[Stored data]

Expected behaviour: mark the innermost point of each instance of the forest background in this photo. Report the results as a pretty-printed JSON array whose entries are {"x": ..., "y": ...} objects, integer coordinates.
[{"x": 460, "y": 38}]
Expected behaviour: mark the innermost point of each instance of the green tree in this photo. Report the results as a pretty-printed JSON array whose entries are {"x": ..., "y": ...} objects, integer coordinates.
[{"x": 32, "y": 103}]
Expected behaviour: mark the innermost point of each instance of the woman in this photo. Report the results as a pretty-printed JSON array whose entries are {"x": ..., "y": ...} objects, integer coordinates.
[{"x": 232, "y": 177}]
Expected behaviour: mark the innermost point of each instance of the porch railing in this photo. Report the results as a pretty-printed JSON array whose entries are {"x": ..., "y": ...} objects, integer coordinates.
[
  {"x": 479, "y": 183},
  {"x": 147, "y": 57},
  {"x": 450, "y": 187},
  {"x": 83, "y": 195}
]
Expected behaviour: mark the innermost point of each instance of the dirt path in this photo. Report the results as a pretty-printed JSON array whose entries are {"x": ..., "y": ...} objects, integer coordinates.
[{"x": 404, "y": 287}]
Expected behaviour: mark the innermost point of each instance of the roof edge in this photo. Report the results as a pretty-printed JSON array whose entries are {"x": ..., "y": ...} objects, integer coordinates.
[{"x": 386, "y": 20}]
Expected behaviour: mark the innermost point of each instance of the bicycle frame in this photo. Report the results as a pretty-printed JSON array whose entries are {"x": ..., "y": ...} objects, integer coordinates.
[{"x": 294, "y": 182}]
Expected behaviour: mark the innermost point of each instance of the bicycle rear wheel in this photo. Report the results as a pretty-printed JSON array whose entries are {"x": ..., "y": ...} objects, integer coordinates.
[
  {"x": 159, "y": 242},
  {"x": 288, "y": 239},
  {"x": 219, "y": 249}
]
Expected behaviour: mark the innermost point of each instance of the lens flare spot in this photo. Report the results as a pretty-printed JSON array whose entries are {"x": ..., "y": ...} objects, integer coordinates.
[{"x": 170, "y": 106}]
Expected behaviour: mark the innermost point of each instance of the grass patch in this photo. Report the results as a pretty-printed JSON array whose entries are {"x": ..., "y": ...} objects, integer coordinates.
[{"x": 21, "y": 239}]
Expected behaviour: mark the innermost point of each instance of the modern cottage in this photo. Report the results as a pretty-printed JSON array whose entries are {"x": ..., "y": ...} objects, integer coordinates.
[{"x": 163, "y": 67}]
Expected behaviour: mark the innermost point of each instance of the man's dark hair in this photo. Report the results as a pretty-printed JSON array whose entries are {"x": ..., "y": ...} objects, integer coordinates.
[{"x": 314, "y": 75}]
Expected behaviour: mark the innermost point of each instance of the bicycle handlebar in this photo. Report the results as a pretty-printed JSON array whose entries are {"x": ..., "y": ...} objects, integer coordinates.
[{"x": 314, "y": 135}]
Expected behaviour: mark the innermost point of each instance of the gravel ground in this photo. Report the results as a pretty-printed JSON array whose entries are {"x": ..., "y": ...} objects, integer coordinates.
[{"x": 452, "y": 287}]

_Exercise prompt:_ Put the lines above into a numbered list, leaving out any blank lines.

_Complete answer:_
1. Expected behaviour: mark the innermost point of each instance of the forest background in this photo. Report the results as a pretty-printed JSON array whose entries are {"x": ..., "y": ...} objects, integer coordinates.
2. [{"x": 460, "y": 38}]
3. Expected behaviour: mark the innermost point of each instance of the green tree in this photo. Report the results as a pretty-printed JSON array whose entries are {"x": ..., "y": ...} objects, integer coordinates.
4. [{"x": 32, "y": 103}]
5. Expected behaviour: mark the innermost point of each instance of the woman in this photo. Report the results as a pretty-printed JSON array whose entries are {"x": ..., "y": ...} objects, integer coordinates.
6. [{"x": 232, "y": 177}]
7. Expected behaviour: mark the innermost point of each instance of the porch railing in this photo. Report the results as a pretty-printed JSON array whose entries are {"x": ..., "y": ...} objects, integer coordinates.
8. [
9.   {"x": 479, "y": 183},
10.   {"x": 147, "y": 57},
11.   {"x": 450, "y": 187},
12.   {"x": 83, "y": 195}
13. ]
14. Expected behaviour: mark the innermost point of each instance of the dirt path in this photo. Report the results as a pretty-printed JSON array whose entries are {"x": ..., "y": ...} objects, integer coordinates.
15. [{"x": 404, "y": 287}]
16. Expected behaviour: mark the innermost point of each instance of the roof edge in this photo. Report the results as a pretty-printed JSON array whose entries are {"x": ..., "y": ...} objects, integer coordinates.
17. [{"x": 386, "y": 20}]
18. Expected behaviour: mark the innermost point of each instance of the bicycle frame in this photo. Report the results as a pretty-printed JSON array whose entries are {"x": ..., "y": ...} objects, integer coordinates.
19. [{"x": 294, "y": 182}]
20. Expected behaviour: mark the innermost point of each instance of the bicycle rear wheel in this photo. Report the results as a pretty-printed JSON array whose entries are {"x": ..., "y": ...} objects, integer coordinates.
21. [
22.   {"x": 159, "y": 242},
23.   {"x": 288, "y": 239},
24.   {"x": 219, "y": 249}
25. ]
26. Expected behaviour: mark the innermost point of each instance of the lens flare spot in this photo. Report the results as a pretty-printed JSON array whose entries are {"x": ..., "y": ...} objects, integer coordinates.
27. [{"x": 170, "y": 106}]
28. Expected behaviour: mark the innermost point of each instance of the grass patch in this photo. Report the results as a pretty-printed JSON array whose entries are {"x": ..., "y": ...} objects, integer coordinates.
29. [{"x": 21, "y": 239}]
30. Expected behaviour: mark the innermost point of each instance of the modern cottage in this photo. Report the results as a pretty-printed JSON array whose entries are {"x": ..., "y": ...} objects, integer coordinates.
31. [{"x": 163, "y": 67}]
32. Expected behaviour: mark the innermost point of each instance of the man's dark hair in this photo. Report the results as a pretty-printed JSON array whose entries are {"x": ..., "y": ...} objects, integer coordinates.
33. [{"x": 314, "y": 75}]
34. Expected behaviour: mark the innermost point of each instance of the bicycle handlebar in this photo. Report the results as a pretty-printed JSON array whose entries are {"x": ..., "y": ...} objects, integer coordinates.
35. [{"x": 314, "y": 135}]
36. Expected behaviour: mark the innermost point of each instance of the gravel ground in this photo. Report the results as a pretty-printed JSON array whose entries are {"x": ..., "y": ...} objects, integer coordinates.
37. [{"x": 452, "y": 287}]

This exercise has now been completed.